Required action - Transcribe the data in full; each line must match exactly.
Segment Open
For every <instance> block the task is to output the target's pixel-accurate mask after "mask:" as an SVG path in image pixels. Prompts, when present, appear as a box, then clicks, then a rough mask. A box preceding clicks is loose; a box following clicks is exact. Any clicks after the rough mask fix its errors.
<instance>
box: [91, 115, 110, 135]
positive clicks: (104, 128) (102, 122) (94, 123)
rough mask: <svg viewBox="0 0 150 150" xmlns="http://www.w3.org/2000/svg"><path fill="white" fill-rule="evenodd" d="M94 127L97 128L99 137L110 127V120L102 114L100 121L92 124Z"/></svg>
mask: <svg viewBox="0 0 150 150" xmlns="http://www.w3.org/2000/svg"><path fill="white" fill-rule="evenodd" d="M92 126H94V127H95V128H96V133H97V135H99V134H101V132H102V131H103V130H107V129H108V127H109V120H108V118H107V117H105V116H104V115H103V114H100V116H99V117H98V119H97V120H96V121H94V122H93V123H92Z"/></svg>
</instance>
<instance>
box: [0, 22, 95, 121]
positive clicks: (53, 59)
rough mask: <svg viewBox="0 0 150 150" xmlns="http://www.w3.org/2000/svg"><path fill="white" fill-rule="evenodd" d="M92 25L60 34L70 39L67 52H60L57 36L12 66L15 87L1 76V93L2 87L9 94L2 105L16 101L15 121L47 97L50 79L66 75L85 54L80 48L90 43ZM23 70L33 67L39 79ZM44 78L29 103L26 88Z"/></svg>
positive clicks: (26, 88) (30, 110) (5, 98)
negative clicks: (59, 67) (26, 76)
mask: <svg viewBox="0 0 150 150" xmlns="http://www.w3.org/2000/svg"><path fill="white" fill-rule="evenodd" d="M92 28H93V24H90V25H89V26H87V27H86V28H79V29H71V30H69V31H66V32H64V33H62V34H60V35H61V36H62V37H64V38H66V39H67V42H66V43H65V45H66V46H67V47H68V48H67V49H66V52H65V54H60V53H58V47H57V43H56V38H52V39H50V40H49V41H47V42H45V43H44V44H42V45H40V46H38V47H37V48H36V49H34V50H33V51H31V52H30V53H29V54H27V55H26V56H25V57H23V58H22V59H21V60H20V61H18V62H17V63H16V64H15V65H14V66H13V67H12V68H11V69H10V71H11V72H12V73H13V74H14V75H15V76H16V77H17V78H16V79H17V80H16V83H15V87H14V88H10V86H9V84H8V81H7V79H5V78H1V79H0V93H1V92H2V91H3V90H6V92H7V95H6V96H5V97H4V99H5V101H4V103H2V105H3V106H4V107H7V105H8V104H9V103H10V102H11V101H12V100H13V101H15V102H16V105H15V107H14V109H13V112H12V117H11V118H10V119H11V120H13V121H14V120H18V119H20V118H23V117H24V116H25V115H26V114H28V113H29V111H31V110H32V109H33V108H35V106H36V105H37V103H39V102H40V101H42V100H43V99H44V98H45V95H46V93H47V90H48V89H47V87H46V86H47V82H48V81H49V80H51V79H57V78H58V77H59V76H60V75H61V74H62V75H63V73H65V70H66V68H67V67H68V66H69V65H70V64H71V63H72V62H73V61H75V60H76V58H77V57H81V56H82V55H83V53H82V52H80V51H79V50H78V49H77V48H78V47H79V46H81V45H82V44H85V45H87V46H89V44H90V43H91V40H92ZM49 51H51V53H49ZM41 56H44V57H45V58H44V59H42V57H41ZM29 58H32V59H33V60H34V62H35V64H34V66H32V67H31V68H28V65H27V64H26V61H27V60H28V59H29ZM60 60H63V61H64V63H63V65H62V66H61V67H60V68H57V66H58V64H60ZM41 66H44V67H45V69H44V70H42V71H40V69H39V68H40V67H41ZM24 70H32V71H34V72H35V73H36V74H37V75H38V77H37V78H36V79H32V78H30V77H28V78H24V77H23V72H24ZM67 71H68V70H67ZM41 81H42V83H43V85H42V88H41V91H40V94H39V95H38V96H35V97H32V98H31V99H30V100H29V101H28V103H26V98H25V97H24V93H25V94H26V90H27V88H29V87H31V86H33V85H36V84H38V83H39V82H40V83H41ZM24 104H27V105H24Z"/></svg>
Segment Closed
Response for this exercise -
For every <instance> block the task is to output the target's pixel-accurate mask after "mask:" as an SVG path in image pixels. Prompts, when present, appear as a box, then clicks, then a rough mask. A box preceding clicks is loose; a box following clicks is exact. Any clicks after the rough mask fix its errors.
<instance>
box: [91, 115, 110, 135]
positive clicks: (104, 128) (102, 122) (94, 123)
rough mask: <svg viewBox="0 0 150 150" xmlns="http://www.w3.org/2000/svg"><path fill="white" fill-rule="evenodd" d="M94 127L97 128L99 137L110 127V120L102 114L100 121L92 124Z"/></svg>
mask: <svg viewBox="0 0 150 150" xmlns="http://www.w3.org/2000/svg"><path fill="white" fill-rule="evenodd" d="M92 126H94V127H95V128H96V133H97V135H99V134H101V132H102V131H103V130H107V129H108V127H109V120H108V118H107V117H105V116H104V115H103V114H100V116H99V117H98V119H97V120H96V121H94V122H93V123H92Z"/></svg>
</instance>
<instance>
box: [0, 22, 95, 121]
positive clicks: (53, 59)
rough mask: <svg viewBox="0 0 150 150" xmlns="http://www.w3.org/2000/svg"><path fill="white" fill-rule="evenodd" d="M92 25L60 34L70 39L67 52H60L57 36L12 66L15 87L1 76V93L2 87L9 94L2 105L16 101L15 121L47 97L50 79L66 75L85 54L80 48L90 43ZM23 70L33 67L39 79ZM44 78L29 103L26 88Z"/></svg>
positive clicks: (26, 88) (30, 110) (5, 98)
negative clicks: (59, 67) (26, 76)
mask: <svg viewBox="0 0 150 150" xmlns="http://www.w3.org/2000/svg"><path fill="white" fill-rule="evenodd" d="M92 28H93V24H90V25H89V26H87V27H86V28H79V29H71V30H69V31H66V32H64V33H62V34H60V35H61V36H62V37H64V38H66V39H67V42H66V43H65V45H66V46H67V47H68V48H67V49H66V52H65V54H60V53H58V47H57V43H56V38H52V39H50V40H49V41H47V42H45V43H44V44H42V45H40V46H38V47H37V48H36V49H34V50H33V51H31V52H30V53H29V54H27V55H26V56H25V57H23V58H22V59H21V60H20V61H18V62H17V63H16V64H15V65H14V66H13V67H12V68H11V69H10V71H11V72H12V73H13V74H14V75H15V76H16V77H17V78H16V79H17V80H16V83H15V87H14V88H10V86H9V84H8V81H7V79H5V78H1V79H0V93H1V92H2V91H3V90H6V92H7V95H6V96H5V97H4V99H5V101H4V103H2V105H3V106H4V107H7V105H8V104H9V103H10V102H11V101H12V100H13V101H15V102H16V105H15V107H14V109H13V112H12V117H11V118H10V119H11V120H13V121H14V120H18V119H20V118H23V117H24V116H25V115H26V114H28V113H29V111H31V110H32V109H33V108H35V106H36V105H37V103H39V102H40V101H42V100H43V99H44V98H45V95H46V93H47V90H48V89H47V87H46V86H47V82H48V81H49V80H51V79H57V78H58V77H59V76H60V75H61V74H62V75H63V73H65V70H66V68H67V67H68V66H69V65H70V64H71V63H72V62H73V61H75V60H76V58H77V57H81V56H82V55H83V53H82V52H80V51H79V50H78V49H77V48H78V47H79V46H81V45H82V44H85V45H87V46H89V44H90V43H91V40H92ZM49 51H51V53H49ZM41 56H44V57H45V58H44V59H42V57H41ZM29 58H32V59H33V60H34V62H35V64H34V66H32V67H31V68H28V65H27V64H26V61H27V60H28V59H29ZM60 60H63V61H64V63H63V65H62V66H61V67H60V68H57V66H58V64H60ZM41 66H44V67H45V69H44V70H42V71H40V69H39V68H40V67H41ZM24 70H32V71H34V72H35V73H36V74H37V75H38V77H37V78H36V79H32V78H30V77H28V78H24V77H23V72H24ZM67 71H68V70H67ZM41 81H42V83H43V85H42V88H41V91H40V94H39V95H38V96H35V97H32V98H31V99H30V100H29V101H28V103H26V98H25V97H24V93H25V94H26V90H27V88H29V87H31V86H33V85H36V84H38V83H39V82H40V83H41ZM24 104H27V105H24Z"/></svg>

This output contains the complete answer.